- **Your task**: Return each line of the material verbatim.

- **Listed entries**:

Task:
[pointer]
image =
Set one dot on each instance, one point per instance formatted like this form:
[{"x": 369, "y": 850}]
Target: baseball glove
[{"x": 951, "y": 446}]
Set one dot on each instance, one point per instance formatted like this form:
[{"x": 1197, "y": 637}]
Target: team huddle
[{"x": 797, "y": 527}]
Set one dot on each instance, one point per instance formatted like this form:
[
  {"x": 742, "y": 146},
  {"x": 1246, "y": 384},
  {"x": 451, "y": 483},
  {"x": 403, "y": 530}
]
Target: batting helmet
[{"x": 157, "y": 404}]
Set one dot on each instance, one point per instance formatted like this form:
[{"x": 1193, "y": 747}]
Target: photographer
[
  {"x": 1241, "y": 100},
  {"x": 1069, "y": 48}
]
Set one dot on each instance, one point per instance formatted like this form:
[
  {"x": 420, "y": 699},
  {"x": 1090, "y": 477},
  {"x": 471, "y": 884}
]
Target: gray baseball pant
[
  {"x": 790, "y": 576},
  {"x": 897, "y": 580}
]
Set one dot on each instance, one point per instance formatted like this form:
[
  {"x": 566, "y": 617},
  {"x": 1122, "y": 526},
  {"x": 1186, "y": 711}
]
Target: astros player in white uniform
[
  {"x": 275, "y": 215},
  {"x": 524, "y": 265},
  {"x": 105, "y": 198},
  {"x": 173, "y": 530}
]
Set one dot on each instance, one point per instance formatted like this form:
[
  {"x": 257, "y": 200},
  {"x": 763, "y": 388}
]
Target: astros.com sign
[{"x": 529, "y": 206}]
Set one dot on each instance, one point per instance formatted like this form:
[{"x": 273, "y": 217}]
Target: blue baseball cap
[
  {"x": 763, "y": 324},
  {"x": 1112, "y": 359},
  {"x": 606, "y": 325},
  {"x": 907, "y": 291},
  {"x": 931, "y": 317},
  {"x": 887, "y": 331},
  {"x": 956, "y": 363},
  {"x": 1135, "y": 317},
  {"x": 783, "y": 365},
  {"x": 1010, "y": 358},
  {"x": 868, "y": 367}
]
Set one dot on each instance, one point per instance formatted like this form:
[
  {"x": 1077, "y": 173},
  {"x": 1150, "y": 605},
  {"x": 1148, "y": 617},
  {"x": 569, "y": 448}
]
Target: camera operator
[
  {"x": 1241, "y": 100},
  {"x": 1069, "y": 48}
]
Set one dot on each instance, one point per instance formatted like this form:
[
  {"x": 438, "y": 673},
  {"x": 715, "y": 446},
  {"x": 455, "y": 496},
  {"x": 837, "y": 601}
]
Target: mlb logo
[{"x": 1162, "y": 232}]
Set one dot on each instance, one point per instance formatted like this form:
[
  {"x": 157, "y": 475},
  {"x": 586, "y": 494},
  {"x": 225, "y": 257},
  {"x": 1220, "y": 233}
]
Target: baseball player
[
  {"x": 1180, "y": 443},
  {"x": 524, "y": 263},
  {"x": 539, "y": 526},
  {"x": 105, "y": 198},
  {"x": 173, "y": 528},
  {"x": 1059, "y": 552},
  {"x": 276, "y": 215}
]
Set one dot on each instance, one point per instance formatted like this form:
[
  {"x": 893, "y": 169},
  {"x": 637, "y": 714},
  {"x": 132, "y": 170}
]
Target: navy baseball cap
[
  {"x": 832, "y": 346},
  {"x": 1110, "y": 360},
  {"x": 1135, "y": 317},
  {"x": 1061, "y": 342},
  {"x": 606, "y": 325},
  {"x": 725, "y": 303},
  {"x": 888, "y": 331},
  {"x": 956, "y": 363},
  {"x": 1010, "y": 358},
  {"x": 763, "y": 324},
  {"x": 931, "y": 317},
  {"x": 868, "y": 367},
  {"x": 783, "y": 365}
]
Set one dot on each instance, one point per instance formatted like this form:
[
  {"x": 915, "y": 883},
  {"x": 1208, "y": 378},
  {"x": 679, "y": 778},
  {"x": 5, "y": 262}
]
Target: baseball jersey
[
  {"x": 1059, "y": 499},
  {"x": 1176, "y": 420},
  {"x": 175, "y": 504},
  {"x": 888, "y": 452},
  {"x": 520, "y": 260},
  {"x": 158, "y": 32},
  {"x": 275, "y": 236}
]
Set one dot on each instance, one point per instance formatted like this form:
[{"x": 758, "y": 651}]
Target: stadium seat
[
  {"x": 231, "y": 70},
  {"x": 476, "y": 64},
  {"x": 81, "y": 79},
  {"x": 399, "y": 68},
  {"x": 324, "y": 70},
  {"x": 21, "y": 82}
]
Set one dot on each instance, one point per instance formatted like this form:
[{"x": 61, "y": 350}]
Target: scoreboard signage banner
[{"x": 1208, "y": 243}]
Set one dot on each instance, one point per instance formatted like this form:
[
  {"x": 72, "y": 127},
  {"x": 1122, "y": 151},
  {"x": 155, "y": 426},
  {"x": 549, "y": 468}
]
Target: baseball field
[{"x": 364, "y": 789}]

- **Response to this exercise**:
Task:
[pointer]
image =
Set one dot on each instance, one point per instance formatted like this form:
[{"x": 369, "y": 850}]
Target: baseball glove
[{"x": 951, "y": 446}]
Set one dot on each instance, one point per instance formatted like this form:
[{"x": 1197, "y": 637}]
Target: team huddle
[{"x": 797, "y": 527}]
Set one dot on each instance, one point per instance formatted like this form:
[
  {"x": 742, "y": 146},
  {"x": 1246, "y": 384},
  {"x": 451, "y": 483},
  {"x": 403, "y": 530}
]
Target: batting helmet
[{"x": 157, "y": 404}]
Set one dot on each instance, one point per instance formatted like this form:
[{"x": 1193, "y": 747}]
Target: photographer
[
  {"x": 1241, "y": 100},
  {"x": 1069, "y": 48}
]
Set one dot on each instance, one point per instance formatted like this form:
[
  {"x": 420, "y": 699},
  {"x": 1090, "y": 477},
  {"x": 471, "y": 884}
]
Target: gray baseball pant
[
  {"x": 790, "y": 576},
  {"x": 897, "y": 580}
]
Set one dot on each instance, one point per instance formatted like this form:
[
  {"x": 566, "y": 617},
  {"x": 1122, "y": 526},
  {"x": 1186, "y": 711}
]
Target: astros player in white uniform
[
  {"x": 275, "y": 215},
  {"x": 524, "y": 265},
  {"x": 105, "y": 198},
  {"x": 173, "y": 530}
]
Set one dot on each instance, one point per instance formatted like this form:
[
  {"x": 257, "y": 200},
  {"x": 763, "y": 388}
]
Target: astros.com sign
[{"x": 529, "y": 206}]
Set one dot on each instance, one point per instance formatted like this form:
[{"x": 273, "y": 217}]
Target: blue baseball cap
[
  {"x": 763, "y": 324},
  {"x": 1112, "y": 359},
  {"x": 606, "y": 325},
  {"x": 907, "y": 291},
  {"x": 931, "y": 317},
  {"x": 887, "y": 331},
  {"x": 956, "y": 363},
  {"x": 1135, "y": 317},
  {"x": 783, "y": 365},
  {"x": 1010, "y": 358},
  {"x": 868, "y": 367}
]
Set one dot on each instance, one point per instance formatted like this form:
[
  {"x": 1077, "y": 173},
  {"x": 1150, "y": 605},
  {"x": 1148, "y": 617},
  {"x": 569, "y": 448}
]
Target: camera operator
[
  {"x": 1241, "y": 100},
  {"x": 1069, "y": 48}
]
Set one dot on each instance, one point per instance formatted like this form:
[
  {"x": 438, "y": 673},
  {"x": 715, "y": 446},
  {"x": 455, "y": 496},
  {"x": 837, "y": 601}
]
Target: mlb logo
[{"x": 1162, "y": 232}]
Set one dot on each instance, one point per instance formatted like this form:
[
  {"x": 157, "y": 475},
  {"x": 586, "y": 494},
  {"x": 225, "y": 257},
  {"x": 1220, "y": 233}
]
Target: baseball player
[
  {"x": 1180, "y": 443},
  {"x": 524, "y": 263},
  {"x": 539, "y": 526},
  {"x": 105, "y": 198},
  {"x": 173, "y": 528},
  {"x": 1059, "y": 552},
  {"x": 276, "y": 215}
]
Set one dot on each instance, one point per instance formatted like this form:
[
  {"x": 893, "y": 169},
  {"x": 637, "y": 714},
  {"x": 132, "y": 170}
]
Target: navy baseball cap
[
  {"x": 832, "y": 346},
  {"x": 1110, "y": 360},
  {"x": 1135, "y": 317},
  {"x": 1061, "y": 342},
  {"x": 606, "y": 325},
  {"x": 725, "y": 303},
  {"x": 888, "y": 331},
  {"x": 956, "y": 363},
  {"x": 1010, "y": 358},
  {"x": 763, "y": 324},
  {"x": 931, "y": 317},
  {"x": 868, "y": 367},
  {"x": 783, "y": 365}
]
Set one dot on each instance, one point per instance formatted like this form:
[
  {"x": 915, "y": 883},
  {"x": 1208, "y": 378},
  {"x": 679, "y": 778},
  {"x": 5, "y": 262}
]
Target: baseball jersey
[
  {"x": 1059, "y": 499},
  {"x": 1176, "y": 420},
  {"x": 175, "y": 504},
  {"x": 888, "y": 452},
  {"x": 520, "y": 260},
  {"x": 158, "y": 32},
  {"x": 275, "y": 236}
]
Set one dot on each instance, one point per instance formatted like this form:
[{"x": 758, "y": 651}]
Target: stadium seat
[
  {"x": 231, "y": 70},
  {"x": 476, "y": 64},
  {"x": 81, "y": 79},
  {"x": 399, "y": 68},
  {"x": 324, "y": 70},
  {"x": 21, "y": 82}
]
Set one dot on each instance, one point per instance formatted like this form:
[{"x": 61, "y": 350}]
Target: scoreboard signage banner
[{"x": 1208, "y": 243}]
Set one dot on each instance, one point per instance formatted like this form:
[
  {"x": 72, "y": 127},
  {"x": 1122, "y": 151},
  {"x": 155, "y": 426},
  {"x": 549, "y": 468}
]
Target: baseball field
[{"x": 364, "y": 789}]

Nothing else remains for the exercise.